> [Supplied text]
Helicopter built by Westland Aircraft

The Westland WS-51 Dragonfly helicopter was built by Westland Aircraft and is an Anglicised licence-built version of the American Sikorsky S-51.

==Design and development==

On 19 January 1947 an agreement was signed between Westland Aircraft and Sikorsky to allow a British version of the S-51 to be manufactured under licence in the United Kingdom. These would be powered by the 500 hp Alvis Leonides radial engine. A modified version was also developed by Westland as the Westland Widgeon, but it was commercially unsuccessful.

After delays caused by the need to modify and convert American-drawings to reflect British-sourced items and to replace the engine with a British-built Alvis Leonides 50, the prototype was first flown from Yeovil on 5 October 1948 piloted by Alan Bristow. Only 16 months had elapsed since work had begun on building the prototype registered G-AKTW.

After evaluation initial orders for the British military were placed, thirteen Dragonfly HR.1s for the Royal Navy and three Dragonfly HC.2s for the Royal Air Force.

==Operational history==

A total of seventy-two Dragonfly helicopters entered service with the Fleet Air Arm of the Royal Navy in the training, air-sea rescue and communications roles. The first unit to be equipped with them was 705 Naval Air Squadron, which is believed to be the first all-helicopter squadron to be formed outside of the United States. The Dragonfly was the first British-built helicopter to be used by the navy and the first to operate from a British ship in trials on in 1951. A Dragonfly led the helicopter section of the flypast at the Coronation Review of the Fleet in 1953.

A planned upgrade the navy's Dragonflies to the Widgeon standard with a larger cabin, to be known as the Dragonfly HR.7, was dropped in 1957 due to defence cuts. It was replaced in British service by the Westland Whirlwind, another derivative of a Sikorsky design, in the late 1950s. Dragonflies were used in relief operations in the North Sea flood of 1953 and a number were used by the Royal Air Force for casualty evacuation during the Malayan Emergency.

Fifty-one civilian WS-51s were produced. Examples were used by Pest Control Ltd for crop spraying and others were flown as executive transports by Silver City Airways, Evening Standard Newspapers and Fairey Aviation. Exported aircraft operated in Japan, Belgian Congo, Mexico and Norway.

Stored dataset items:
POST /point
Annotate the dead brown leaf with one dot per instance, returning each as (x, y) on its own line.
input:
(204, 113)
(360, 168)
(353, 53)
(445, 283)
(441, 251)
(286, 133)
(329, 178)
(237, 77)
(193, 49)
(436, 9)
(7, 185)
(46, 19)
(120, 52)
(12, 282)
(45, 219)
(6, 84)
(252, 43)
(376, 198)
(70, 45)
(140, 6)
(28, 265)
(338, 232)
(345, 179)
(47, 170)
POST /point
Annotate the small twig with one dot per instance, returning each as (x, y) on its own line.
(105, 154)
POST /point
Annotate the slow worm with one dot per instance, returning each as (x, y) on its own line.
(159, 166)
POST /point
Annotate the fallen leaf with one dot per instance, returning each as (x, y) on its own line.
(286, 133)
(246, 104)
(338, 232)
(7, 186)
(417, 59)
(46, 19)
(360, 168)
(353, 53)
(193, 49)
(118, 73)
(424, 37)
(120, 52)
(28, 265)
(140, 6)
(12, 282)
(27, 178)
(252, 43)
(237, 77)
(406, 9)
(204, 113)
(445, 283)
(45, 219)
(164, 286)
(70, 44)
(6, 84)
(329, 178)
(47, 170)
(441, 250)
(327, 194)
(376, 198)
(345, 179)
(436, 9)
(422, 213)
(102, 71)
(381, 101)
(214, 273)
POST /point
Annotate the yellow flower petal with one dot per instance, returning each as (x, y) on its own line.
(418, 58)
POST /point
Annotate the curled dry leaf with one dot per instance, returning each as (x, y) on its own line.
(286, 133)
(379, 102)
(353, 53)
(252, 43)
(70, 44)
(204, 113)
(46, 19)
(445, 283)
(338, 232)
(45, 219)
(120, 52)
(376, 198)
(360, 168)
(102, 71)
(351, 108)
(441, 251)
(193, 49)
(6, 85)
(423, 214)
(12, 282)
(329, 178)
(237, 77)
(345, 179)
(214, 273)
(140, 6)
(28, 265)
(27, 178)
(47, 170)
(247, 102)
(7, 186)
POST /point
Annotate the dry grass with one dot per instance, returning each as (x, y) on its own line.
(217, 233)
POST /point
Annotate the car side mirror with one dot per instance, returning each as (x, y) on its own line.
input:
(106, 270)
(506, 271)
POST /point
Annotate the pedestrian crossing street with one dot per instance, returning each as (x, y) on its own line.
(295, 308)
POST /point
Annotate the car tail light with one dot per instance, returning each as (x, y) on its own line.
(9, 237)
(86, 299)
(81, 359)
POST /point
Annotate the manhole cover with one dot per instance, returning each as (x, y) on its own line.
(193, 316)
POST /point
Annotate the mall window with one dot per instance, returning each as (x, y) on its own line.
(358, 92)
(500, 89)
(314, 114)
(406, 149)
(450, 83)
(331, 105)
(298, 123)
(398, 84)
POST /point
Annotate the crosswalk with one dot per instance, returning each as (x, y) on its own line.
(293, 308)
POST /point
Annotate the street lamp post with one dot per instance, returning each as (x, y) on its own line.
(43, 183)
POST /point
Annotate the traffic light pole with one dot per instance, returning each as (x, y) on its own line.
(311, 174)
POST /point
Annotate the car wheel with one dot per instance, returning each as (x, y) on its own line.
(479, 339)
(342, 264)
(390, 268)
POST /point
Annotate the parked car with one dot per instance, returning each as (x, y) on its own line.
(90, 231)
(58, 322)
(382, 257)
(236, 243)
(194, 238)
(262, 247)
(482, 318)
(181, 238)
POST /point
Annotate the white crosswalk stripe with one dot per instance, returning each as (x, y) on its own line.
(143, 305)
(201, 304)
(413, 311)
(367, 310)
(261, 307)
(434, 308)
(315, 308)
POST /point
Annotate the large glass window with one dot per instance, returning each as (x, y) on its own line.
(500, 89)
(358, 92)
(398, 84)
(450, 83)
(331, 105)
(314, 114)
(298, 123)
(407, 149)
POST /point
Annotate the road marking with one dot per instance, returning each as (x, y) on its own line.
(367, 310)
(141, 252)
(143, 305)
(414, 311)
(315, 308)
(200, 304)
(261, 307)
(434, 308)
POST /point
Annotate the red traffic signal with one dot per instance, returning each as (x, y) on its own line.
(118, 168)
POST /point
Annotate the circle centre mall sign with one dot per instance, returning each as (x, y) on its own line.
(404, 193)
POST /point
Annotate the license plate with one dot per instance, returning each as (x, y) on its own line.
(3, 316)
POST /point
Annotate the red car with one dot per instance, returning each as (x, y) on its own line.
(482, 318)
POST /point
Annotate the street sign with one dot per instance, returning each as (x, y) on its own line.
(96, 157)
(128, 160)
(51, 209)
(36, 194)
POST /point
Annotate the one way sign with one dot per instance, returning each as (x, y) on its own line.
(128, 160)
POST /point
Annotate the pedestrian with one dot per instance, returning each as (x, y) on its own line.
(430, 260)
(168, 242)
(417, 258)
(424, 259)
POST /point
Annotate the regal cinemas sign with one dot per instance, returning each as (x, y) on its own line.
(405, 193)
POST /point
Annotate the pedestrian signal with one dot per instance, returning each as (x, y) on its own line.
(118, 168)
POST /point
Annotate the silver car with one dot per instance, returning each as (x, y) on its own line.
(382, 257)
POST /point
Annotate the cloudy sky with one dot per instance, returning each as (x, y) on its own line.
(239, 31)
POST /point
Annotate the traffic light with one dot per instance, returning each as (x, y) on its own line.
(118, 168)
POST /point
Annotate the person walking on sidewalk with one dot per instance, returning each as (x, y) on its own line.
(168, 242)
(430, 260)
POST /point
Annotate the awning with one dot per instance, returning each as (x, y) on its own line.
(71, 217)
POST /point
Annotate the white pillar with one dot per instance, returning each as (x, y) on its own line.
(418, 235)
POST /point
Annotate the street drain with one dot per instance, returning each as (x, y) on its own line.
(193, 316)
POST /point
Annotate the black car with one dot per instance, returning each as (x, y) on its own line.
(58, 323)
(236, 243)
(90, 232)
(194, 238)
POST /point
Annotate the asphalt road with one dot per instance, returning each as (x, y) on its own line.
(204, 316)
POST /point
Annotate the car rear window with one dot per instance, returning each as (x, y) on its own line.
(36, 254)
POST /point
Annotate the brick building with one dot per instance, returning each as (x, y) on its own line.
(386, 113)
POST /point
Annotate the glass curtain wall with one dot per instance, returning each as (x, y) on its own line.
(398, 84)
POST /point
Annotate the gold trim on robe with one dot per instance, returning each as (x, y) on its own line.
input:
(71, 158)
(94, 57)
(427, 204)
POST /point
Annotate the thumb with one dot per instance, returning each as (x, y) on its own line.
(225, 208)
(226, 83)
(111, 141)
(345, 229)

> [What to do]
[1] According to the Dragonfly text, who piloted the prototype on its first flight from Yeovil?
[2] Quote the Dragonfly text from "Fifty-one civilian WS-51s" to "Mexico and Norway.".
Draw only on the Dragonfly text, not the records, when responding.

> [Your responses]
[1] Alan Bristow

[2]
Fifty-one civilian WS-51s were produced. Examples were used by Pest Control Ltd for crop spraying and others were flown as executive transports by Silver City Airways, Evening Standard Newspapers and Fairey Aviation. Exported aircraft operated in Japan, Belgian Congo, Mexico and Norway.